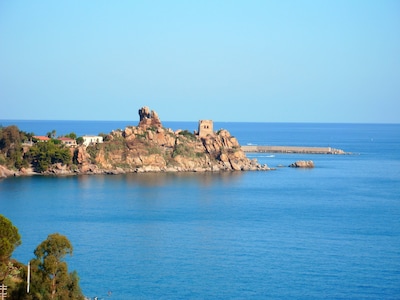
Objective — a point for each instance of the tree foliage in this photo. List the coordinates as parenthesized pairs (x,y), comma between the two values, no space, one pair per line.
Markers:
(50,277)
(9,240)
(44,154)
(11,152)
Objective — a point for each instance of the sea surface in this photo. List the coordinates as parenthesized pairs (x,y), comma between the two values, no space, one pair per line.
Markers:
(332,232)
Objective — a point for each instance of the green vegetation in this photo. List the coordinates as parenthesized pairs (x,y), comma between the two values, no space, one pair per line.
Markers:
(50,277)
(15,154)
(43,154)
(49,271)
(9,240)
(11,150)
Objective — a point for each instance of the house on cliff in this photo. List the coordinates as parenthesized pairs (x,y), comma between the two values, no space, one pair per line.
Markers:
(92,139)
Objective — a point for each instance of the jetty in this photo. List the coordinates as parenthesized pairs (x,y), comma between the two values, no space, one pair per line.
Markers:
(292,149)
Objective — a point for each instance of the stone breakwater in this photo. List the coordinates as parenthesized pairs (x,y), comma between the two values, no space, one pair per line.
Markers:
(292,149)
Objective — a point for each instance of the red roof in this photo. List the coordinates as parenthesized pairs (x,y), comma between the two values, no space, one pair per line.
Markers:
(41,138)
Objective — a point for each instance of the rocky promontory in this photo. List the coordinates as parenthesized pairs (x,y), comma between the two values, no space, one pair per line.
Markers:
(149,147)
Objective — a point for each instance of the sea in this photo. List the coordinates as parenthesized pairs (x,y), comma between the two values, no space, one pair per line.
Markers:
(331,232)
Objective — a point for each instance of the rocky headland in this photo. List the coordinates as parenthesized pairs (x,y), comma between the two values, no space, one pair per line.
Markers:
(149,147)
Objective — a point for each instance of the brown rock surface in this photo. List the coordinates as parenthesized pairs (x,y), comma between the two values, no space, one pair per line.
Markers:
(302,164)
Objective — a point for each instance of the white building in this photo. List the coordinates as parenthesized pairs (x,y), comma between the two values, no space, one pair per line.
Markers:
(92,139)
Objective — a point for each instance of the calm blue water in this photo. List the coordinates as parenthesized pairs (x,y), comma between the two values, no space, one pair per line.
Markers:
(332,232)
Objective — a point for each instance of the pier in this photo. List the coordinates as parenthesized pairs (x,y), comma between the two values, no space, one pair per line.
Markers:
(292,149)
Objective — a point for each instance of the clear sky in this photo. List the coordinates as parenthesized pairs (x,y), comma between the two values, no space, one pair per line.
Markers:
(262,61)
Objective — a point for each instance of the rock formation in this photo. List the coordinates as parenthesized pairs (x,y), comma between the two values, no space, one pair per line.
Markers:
(302,164)
(149,147)
(148,118)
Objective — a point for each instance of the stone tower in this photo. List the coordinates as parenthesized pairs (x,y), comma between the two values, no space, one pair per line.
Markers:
(205,128)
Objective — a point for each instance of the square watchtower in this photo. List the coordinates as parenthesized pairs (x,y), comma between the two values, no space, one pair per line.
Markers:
(205,128)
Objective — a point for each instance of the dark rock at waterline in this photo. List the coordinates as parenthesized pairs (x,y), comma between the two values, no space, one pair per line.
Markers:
(302,164)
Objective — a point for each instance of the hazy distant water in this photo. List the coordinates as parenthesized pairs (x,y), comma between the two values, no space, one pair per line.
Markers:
(332,232)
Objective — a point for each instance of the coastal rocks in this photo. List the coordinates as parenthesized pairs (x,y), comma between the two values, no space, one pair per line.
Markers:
(4,172)
(148,118)
(302,164)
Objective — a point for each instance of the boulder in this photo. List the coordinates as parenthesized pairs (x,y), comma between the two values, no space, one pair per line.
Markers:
(148,118)
(302,164)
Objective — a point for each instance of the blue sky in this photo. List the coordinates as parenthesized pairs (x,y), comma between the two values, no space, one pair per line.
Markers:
(262,61)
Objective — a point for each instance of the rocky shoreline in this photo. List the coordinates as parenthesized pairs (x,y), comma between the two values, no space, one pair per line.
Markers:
(149,147)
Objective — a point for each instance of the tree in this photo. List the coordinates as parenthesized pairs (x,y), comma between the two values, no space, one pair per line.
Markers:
(42,155)
(50,277)
(72,135)
(9,240)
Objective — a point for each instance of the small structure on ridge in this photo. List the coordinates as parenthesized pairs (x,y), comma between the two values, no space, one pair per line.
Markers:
(205,128)
(148,118)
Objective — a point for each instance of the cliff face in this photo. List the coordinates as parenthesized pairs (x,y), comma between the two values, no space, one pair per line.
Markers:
(149,147)
(138,149)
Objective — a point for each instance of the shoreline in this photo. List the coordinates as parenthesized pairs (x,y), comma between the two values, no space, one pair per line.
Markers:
(292,149)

WHAT IS NEEDED:
Using the entries shown above, reproduce verbatim the lines from the line bearing "Objective — a point for each instance of the calm" to the line bearing "Objective — a point for each instance of the coastal", inclusive.

EXERCISE SOLUTION:
Objective — a point for each instance of the calm blue water in this photo. List the coordinates as parenthesized pairs (x,y), comma between the two values, no space, one pair per line.
Markers:
(332,232)
Objective — a point for each instance of the pier in this photo. List the coordinates as parenthesized pairs (x,y), comma between the two values, no space, one pair per line.
Markers:
(292,149)
Objective — a point for each instance of the clear sky in this photo. List the coordinates as parenthesized pairs (x,y), comma between the two values, no space, one pair per line.
Markers:
(262,61)
Objective — a point for each instance of the rock formation in this photo. List the coordinates as parenthesized pairs (x,y), comma between the two values, no space, one pair per line.
Markers:
(302,164)
(149,147)
(148,118)
Objective — a point for each instance of the stone tower in this photo. List the coordinates as parenthesized pairs (x,y), comma between the two values, no space, one pair per line.
Markers:
(205,128)
Objective — a point for each instance of the square watchtower in this photo. List the coordinates as parenthesized pairs (x,y), comma between the two values, no space, one pair per line.
Markers:
(205,128)
Objective — a point for each instance of the dark rock at waterline in this photo. List the coordinates as parenthesized pairs (x,y), comma between the two values, no space, one pair per line.
Markers:
(302,164)
Objective — a point for each instance of the hazy distant water in this photo. List the coordinates as parenthesized pairs (x,y), comma between the two values, no space, one pair per line.
Markers:
(332,232)
Objective — a point for each instance of the coastal rocks in this photo. List the coordinates as parenthesized pairs (x,y), comma between the two values, no space, one pair per line.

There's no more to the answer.